→ READING TEXT
..........

Solve linear equations with #solve

Conflicts: spec/math_spec.rb
SciRuby · Jan 28, 2015 · 4241d24 · 4241d24
1 parent 58d3a00
commit 4241d24
Show file tree

Hide file tree

Showing 6 changed files with 159 additions and 6 deletions.
diff --git a/ext/nmatrix/math.cpp b/ext/nmatrix/math.cpp
@@ -230,6 +230,49 @@ namespace nm {
       }
     }
 
+    /*
+     * Solve a system of linear equations using forward-substution followed by 
+     * back substution from the LU factorization of the matrix of co-efficients.
+     * Replaces x_elements with the result. Works only with non-integer, non-object
+     * data types.
+     *
+     * args - r           -> The number of rows of the matrix.
+     *        lu_elements -> Elements of the LU decomposition of the co-efficients 
+     *                       matrix, as a contiguos array.
+     *        b_elements  -> Elements of the the right hand sides, as a contiguous array.

..........

→ DATA RECORDS
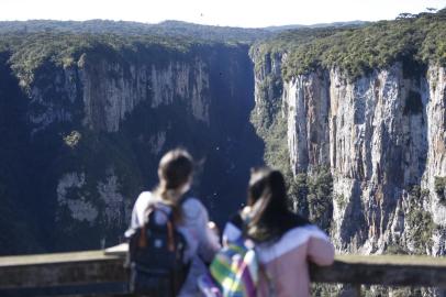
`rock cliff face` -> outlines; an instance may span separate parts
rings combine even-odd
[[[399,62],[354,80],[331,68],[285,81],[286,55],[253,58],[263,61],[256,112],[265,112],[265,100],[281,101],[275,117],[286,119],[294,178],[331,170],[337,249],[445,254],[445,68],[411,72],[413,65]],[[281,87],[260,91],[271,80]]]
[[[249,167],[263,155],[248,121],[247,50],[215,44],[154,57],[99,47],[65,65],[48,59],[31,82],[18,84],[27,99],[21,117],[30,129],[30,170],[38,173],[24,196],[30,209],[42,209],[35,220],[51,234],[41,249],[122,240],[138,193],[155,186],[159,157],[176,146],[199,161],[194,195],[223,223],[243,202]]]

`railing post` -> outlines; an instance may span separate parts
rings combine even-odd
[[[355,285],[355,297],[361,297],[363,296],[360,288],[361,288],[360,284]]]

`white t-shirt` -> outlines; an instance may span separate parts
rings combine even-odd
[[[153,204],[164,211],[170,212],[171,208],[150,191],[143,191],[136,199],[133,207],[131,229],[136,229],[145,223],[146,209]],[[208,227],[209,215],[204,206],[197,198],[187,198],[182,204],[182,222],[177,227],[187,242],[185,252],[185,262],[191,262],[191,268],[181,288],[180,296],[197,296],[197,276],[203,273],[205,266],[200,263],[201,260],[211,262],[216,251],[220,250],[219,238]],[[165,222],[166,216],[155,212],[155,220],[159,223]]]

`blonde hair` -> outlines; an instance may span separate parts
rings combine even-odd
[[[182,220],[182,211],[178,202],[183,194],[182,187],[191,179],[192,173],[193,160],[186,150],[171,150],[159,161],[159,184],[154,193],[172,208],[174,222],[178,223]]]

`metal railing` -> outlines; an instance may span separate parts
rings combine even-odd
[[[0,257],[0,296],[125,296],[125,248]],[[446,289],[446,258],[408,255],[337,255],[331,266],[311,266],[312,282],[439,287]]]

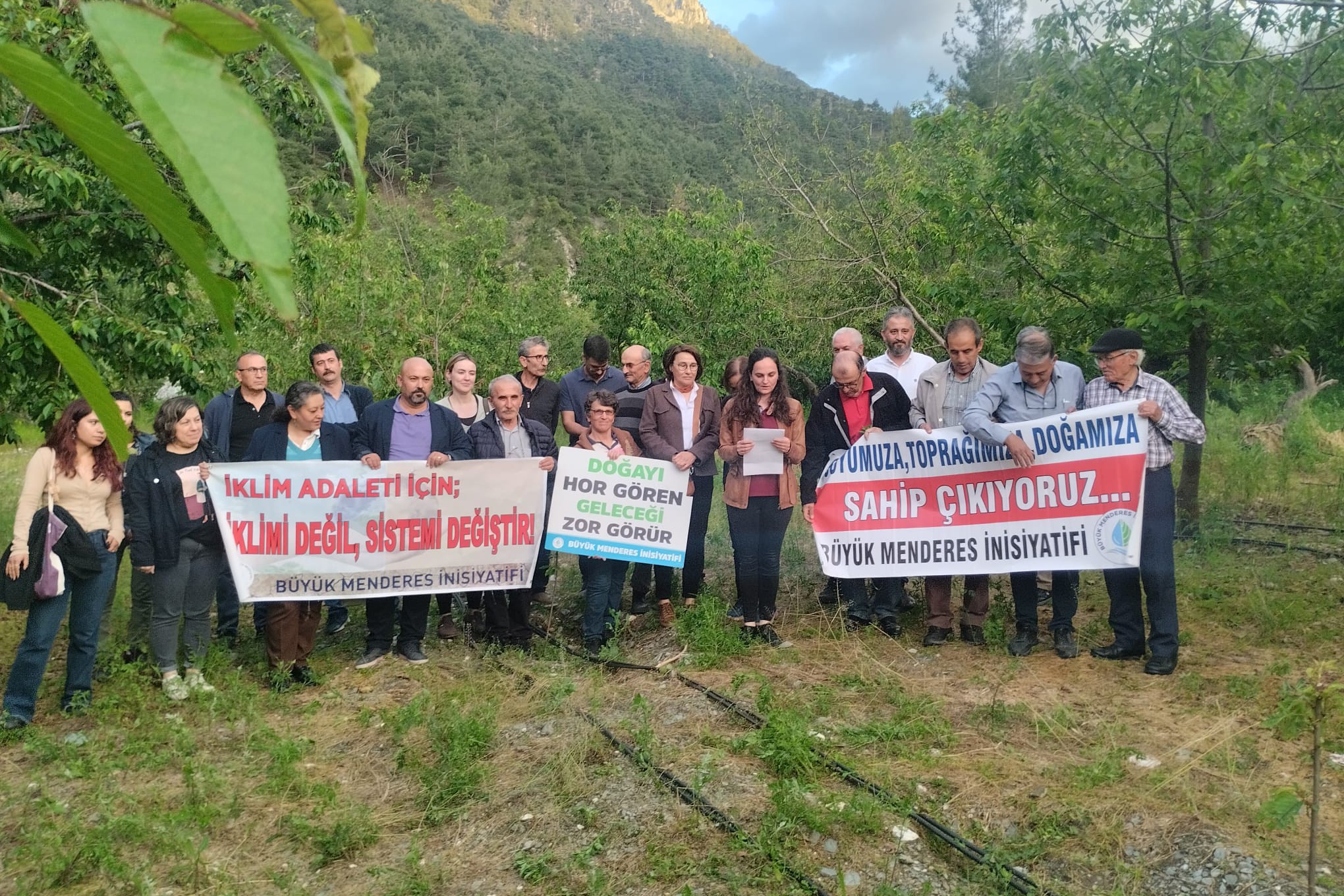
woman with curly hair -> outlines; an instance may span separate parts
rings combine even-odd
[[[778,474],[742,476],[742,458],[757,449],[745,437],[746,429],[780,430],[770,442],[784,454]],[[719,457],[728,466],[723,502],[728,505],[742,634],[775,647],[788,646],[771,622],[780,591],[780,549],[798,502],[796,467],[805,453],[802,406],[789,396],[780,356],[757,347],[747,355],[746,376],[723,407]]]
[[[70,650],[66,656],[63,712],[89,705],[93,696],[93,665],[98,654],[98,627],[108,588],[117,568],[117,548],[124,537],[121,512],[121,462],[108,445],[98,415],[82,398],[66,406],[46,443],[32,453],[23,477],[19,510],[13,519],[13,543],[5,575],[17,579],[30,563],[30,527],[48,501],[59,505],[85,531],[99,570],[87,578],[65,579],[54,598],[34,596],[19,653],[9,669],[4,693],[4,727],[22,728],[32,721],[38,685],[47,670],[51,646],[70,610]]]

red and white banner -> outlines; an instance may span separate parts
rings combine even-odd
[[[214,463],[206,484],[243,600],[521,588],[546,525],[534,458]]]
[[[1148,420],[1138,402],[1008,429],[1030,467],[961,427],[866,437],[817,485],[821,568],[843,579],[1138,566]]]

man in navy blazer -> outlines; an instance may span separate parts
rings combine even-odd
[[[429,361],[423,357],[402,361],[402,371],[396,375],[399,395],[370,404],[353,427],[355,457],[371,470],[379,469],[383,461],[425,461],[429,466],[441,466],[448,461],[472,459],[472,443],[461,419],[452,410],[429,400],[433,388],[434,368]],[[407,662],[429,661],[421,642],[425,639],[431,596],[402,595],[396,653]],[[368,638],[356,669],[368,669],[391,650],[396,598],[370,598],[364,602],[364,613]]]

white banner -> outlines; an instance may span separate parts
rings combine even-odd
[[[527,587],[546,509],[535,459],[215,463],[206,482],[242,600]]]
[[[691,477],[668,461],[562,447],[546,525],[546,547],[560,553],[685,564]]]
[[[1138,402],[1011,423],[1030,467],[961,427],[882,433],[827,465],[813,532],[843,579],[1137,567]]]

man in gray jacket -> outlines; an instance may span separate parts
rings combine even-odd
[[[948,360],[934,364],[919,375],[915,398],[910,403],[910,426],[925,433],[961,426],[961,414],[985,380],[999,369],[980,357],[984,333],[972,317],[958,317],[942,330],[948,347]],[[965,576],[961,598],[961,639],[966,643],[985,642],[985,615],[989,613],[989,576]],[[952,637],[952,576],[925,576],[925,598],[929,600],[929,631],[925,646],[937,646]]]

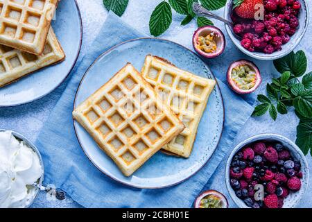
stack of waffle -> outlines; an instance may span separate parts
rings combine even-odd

..........

→ GIVEN EXERCISE A
Rewrite the commit page from "diff --git a/ext/nmatrix/math.cpp" to "of the matrix.", switching "linear equations" to "simultaneous equations".
→ GIVEN EXERCISE B
In the comment block on the commit page, list the name of each argument under "args".
→ GIVEN EXERCISE C
Finish out the next part of the commit page, starting after its last line.

→ EXERCISE OUTPUT A
diff --git a/ext/nmatrix/math.cpp b/ext/nmatrix/math.cpp
@@ -230,6 +230,49 @@ namespace nm {
       }
     }
 
+    /*
+     * Solve a system of simultaneous equations using forward-substution followed by 
+     * back substution from the LU factorization of the matrix of co-efficients.
+     * Replaces x_elements with the result. Works only with non-integer, non-object
+     * data types.
+     *
+     * args - r           -> The number of rows of the matrix.

→ EXERCISE OUTPUT B
r
lu_elements
b_elements

→ EXERCISE OUTPUT C
+     *        x_elements  -> The array that will contain the results of the computation.
+     *        pivot       -> Positions of permuted rows.
+     */
+    template <typename DType>
+    void solve(const int r, const void* lu_elements, const void* b_elements, void* x_elements, const int* pivot) {
+      int ii = 0, ip;
+      DType sum;
+
+      const DType* matrix = reinterpret_cast<const DType*>(lu_elements);
+      const DType* b      = reinterpret_cast<const DType*>(b_elements);
+      DType* x            = reinterpret_cast<DType*>(x_elements);
+
+      for (int i = 0; i < r; ++i) { x[i] = b[i]; } 
+      for (int i = 0; i < r; ++i) { // forward substitution loop
+        ip = pivot[i];
+        sum = x[ip];
+        x[ip] = x[i];
+
+        if (ii != 0) {
+          for (int j = ii - 1;j < i; ++j) { sum = sum - matrix[i * r + j] * x[j]; }
+        }
+        else if (sum != 0.0) {
+          ii = i + 1;
+        }
+        x[i] = sum;
+      }
+
+      for (int i = r - 1; i >= 0; --i) { // back substitution loop
+        sum = x[i];
+        for (int j = i + 1; j < r; j++) { sum = sum - matrix[i * r + j] * x[j]; }
+        x[i] = sum/matrix[i * r + i];
+      }
+    }
 
     /*
      * Calculates in-place inverse of A_elements. Uses Gauss-Jordan elimination technique.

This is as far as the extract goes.